*Work task*. A full, word-for-word copy of the listing below is needed; leave the images out of it.

*Information supplied*.
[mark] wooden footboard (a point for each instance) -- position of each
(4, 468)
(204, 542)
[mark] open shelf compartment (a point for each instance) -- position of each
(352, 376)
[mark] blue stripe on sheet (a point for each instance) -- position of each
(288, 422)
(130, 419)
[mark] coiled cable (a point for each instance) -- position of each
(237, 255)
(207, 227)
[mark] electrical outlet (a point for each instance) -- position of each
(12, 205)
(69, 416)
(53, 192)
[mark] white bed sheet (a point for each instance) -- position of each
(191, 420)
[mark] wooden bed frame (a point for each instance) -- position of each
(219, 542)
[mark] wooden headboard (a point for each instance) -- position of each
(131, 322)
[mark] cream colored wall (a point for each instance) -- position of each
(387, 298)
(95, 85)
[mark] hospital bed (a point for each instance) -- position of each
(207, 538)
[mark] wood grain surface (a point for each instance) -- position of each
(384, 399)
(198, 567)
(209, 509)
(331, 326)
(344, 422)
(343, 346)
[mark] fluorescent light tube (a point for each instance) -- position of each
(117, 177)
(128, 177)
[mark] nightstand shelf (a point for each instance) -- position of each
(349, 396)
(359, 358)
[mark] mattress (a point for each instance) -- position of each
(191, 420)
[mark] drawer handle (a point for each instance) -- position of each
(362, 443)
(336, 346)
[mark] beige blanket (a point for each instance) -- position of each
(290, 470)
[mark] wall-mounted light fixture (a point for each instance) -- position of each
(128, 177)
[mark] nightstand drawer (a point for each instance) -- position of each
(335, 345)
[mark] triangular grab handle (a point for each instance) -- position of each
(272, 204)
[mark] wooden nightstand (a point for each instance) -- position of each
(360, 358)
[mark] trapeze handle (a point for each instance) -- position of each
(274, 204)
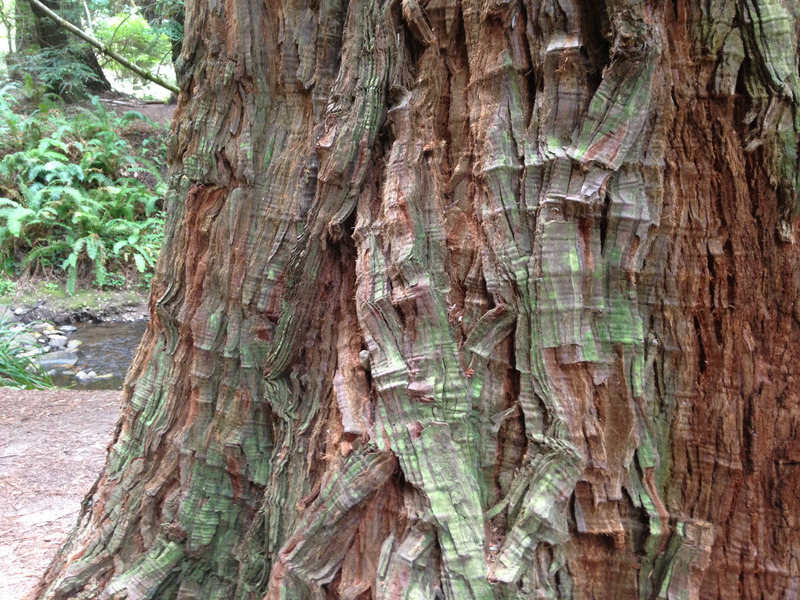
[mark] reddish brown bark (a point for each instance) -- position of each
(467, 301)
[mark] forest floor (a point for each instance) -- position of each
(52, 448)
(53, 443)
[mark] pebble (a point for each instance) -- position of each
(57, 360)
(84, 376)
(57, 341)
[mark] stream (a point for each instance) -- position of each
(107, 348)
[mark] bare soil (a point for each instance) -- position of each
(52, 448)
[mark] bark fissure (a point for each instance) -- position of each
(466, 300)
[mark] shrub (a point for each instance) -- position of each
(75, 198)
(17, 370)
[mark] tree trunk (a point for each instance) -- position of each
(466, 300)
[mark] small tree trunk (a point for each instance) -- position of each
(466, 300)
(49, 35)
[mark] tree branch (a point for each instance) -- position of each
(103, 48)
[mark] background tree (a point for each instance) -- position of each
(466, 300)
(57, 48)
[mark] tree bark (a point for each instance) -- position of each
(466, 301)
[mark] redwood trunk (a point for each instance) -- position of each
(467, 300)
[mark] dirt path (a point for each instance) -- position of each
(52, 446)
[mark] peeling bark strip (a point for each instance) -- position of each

*Finished exercise*.
[mark] wooden footboard (a point for each instance) -- position of each
(4, 468)
(204, 542)
[mark] open shelf compartment (a point for each instance) -- position of each
(352, 376)
[mark] blue stripe on sheet (a point for each instance) -- position of each
(288, 422)
(130, 419)
[mark] coiled cable (a point for each instance) -- position of each
(237, 255)
(207, 227)
[mark] electrical outlet (a point for each instance) -- position of each
(12, 205)
(69, 416)
(53, 192)
[mark] white bed sheet (a point for each instance) -- position of each
(191, 420)
[mark] wooden bed frame (a point for each instance) -- position of each
(219, 542)
[mark] wooden headboard (a point for each instance) -- position of each
(131, 322)
[mark] cream colored wall (a point for each instance) -- position of each
(387, 298)
(95, 85)
[mark] hospital bed (a point for each instance) -- position of each
(207, 538)
[mark] wood grain surface (a point for each instance) -- position of each
(384, 399)
(198, 567)
(209, 509)
(331, 326)
(344, 422)
(343, 346)
[mark] fluorescent light tube (a point for each instance) -- position of each
(117, 177)
(128, 177)
[mark] nightstand shelf (a point for each instance) -- position of each
(349, 396)
(359, 358)
[mark] mattress (a point for each instance) -- position of each
(191, 420)
[mark] drawer handle (a point for each instance) -- position of each
(362, 443)
(336, 346)
[mark] beige blanket (a point for each instance) -- position of each
(290, 470)
[mark] wall-mounted light fixture (a point for each instance) -- position of each
(128, 177)
[mark] nightstand drawer (a point for each instance) -- position of each
(335, 345)
[mark] triangular grab handle (a point for each instance) -- position of each
(272, 204)
[mark] wooden nightstand (a point for each instance) -- position of each
(360, 358)
[mark] trapeze handle (a point for each instance) -- position of each
(274, 204)
[mark] reddish brown bark (a point for each instance) -- position of each
(467, 301)
[mark] forest floor (a point for each instance) -- position of each
(52, 448)
(53, 443)
[mark] pebble (a point for each instance) -- position of each
(57, 360)
(84, 376)
(57, 341)
[mark] stream (a point for each instance) -- position of each
(107, 348)
[mark] bare soil (a point for each instance) -- position of each
(52, 448)
[mark] bark fissure (a point for each instance) -- position of each
(466, 300)
[mark] shrub (a point for each instance) -- position of each
(75, 198)
(17, 370)
[mark] tree trunk (a point for each instance) -- position of each
(466, 300)
[mark] small tree trunk (a point for each instance) -- position of each
(466, 300)
(49, 35)
[mark] tree branch (a point for each instance) -- position of each
(103, 48)
[mark] background tree (a point for each instance) -- position of each
(466, 300)
(57, 48)
[mark] tree bark (a point for each instance) -- position of each
(466, 301)
[mark] redwood trunk (a point for each instance) -- position of each
(467, 300)
[mark] dirt path (a point for each instance) -- position of each
(52, 446)
[mark] peeling bark strip (a point for each instance) -- position of each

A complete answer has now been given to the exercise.